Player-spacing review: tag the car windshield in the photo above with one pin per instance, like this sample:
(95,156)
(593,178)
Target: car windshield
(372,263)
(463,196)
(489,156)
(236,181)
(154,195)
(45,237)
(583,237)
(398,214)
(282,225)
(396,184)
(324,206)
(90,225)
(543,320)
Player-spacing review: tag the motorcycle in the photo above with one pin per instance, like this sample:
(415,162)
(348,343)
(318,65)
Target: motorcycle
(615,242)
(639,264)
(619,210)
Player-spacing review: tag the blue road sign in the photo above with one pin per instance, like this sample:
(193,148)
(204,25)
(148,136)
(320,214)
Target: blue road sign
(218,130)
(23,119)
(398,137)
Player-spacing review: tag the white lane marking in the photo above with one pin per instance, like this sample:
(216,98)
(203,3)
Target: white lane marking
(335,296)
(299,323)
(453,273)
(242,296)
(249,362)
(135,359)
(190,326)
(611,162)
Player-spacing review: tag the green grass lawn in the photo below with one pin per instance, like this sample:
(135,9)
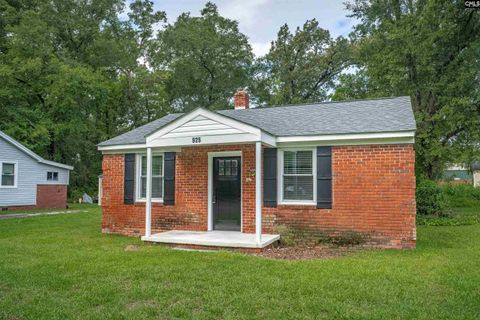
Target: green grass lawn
(71,207)
(62,267)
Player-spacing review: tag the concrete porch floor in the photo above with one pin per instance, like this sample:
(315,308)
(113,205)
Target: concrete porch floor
(227,239)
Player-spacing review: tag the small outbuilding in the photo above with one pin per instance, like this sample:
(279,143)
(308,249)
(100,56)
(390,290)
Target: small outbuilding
(234,178)
(28,181)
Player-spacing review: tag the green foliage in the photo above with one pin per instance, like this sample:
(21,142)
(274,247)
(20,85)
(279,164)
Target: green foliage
(430,198)
(209,59)
(414,48)
(94,277)
(70,77)
(290,236)
(462,195)
(300,66)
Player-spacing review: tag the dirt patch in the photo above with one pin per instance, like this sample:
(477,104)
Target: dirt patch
(305,252)
(134,305)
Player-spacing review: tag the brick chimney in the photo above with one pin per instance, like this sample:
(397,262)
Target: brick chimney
(241,100)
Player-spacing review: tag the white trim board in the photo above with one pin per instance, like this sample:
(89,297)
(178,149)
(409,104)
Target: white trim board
(212,155)
(403,137)
(204,127)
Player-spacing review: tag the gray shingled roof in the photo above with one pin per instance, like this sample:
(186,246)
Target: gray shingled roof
(360,116)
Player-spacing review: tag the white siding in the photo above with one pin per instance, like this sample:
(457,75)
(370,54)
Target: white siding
(30,173)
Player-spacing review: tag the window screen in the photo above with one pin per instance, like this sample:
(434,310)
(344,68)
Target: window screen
(52,176)
(8,174)
(298,175)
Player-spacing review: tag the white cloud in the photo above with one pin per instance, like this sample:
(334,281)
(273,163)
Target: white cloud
(248,12)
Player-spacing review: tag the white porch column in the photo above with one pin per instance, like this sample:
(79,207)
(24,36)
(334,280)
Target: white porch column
(258,191)
(148,204)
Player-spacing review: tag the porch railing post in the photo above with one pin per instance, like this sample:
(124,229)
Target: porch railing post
(148,204)
(258,191)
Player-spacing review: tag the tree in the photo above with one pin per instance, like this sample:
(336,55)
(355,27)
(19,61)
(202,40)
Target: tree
(430,51)
(301,66)
(208,59)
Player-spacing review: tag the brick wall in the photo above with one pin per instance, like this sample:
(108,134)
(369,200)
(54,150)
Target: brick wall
(373,194)
(190,211)
(51,196)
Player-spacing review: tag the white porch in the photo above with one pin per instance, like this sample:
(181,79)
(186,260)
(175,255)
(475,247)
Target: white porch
(227,239)
(203,127)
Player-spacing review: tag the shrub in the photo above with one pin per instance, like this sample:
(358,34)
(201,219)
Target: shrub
(431,201)
(346,238)
(448,221)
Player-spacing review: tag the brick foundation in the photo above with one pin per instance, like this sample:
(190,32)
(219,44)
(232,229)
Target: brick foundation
(51,196)
(373,194)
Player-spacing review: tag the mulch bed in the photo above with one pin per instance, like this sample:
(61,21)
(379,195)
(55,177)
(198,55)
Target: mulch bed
(305,252)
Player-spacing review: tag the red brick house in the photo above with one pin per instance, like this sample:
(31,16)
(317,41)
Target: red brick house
(230,178)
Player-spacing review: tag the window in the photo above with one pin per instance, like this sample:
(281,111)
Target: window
(157,177)
(9,178)
(298,176)
(227,167)
(52,176)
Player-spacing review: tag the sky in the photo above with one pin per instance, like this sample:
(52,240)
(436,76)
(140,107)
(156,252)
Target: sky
(260,20)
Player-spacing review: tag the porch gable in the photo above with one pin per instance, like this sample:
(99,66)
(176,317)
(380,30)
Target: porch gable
(204,127)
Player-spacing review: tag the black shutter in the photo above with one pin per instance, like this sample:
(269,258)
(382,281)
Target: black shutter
(270,177)
(324,177)
(169,179)
(129,179)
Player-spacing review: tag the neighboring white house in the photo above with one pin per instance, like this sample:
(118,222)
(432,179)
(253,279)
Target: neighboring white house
(28,180)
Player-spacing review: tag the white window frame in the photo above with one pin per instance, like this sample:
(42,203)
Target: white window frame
(138,180)
(15,176)
(52,172)
(280,153)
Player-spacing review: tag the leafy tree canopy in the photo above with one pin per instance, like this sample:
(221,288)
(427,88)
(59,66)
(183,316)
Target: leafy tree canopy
(430,51)
(208,58)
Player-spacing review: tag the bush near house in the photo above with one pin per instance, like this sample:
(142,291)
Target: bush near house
(62,267)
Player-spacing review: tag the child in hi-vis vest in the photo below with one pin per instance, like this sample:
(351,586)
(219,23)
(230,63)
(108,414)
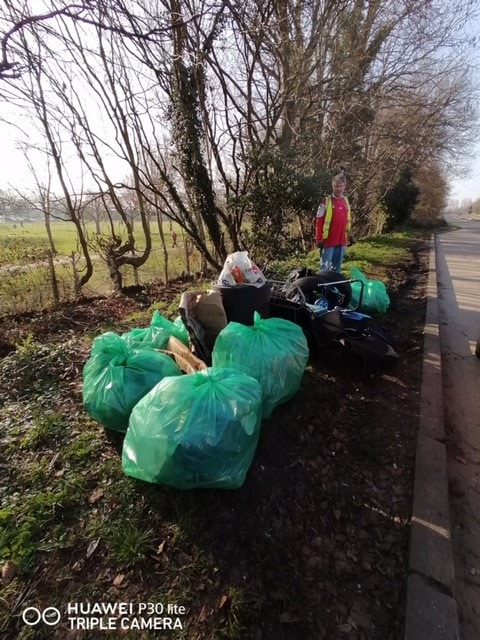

● ● ● ● ●

PROBLEM TO SOLVE: From the data above, list every line containing the string "railing", matching case exactly.

COMPLETED EXERCISE:
Player-spacing review: tag the porch railing post in the photo above with one pin per instance, like this sample:
Target: porch railing post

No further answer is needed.